====== DATASET ENTRIES

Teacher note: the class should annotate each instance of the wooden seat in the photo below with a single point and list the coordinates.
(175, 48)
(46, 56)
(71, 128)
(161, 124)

============

> [EXERCISE PROMPT]
Transcribe every line above, character for character.

> [YOUR SOLUTION]
Teacher note: the class should annotate each instance of the wooden seat in the photo below with a single point and list the coordinates.
(175, 48)
(46, 56)
(71, 128)
(161, 124)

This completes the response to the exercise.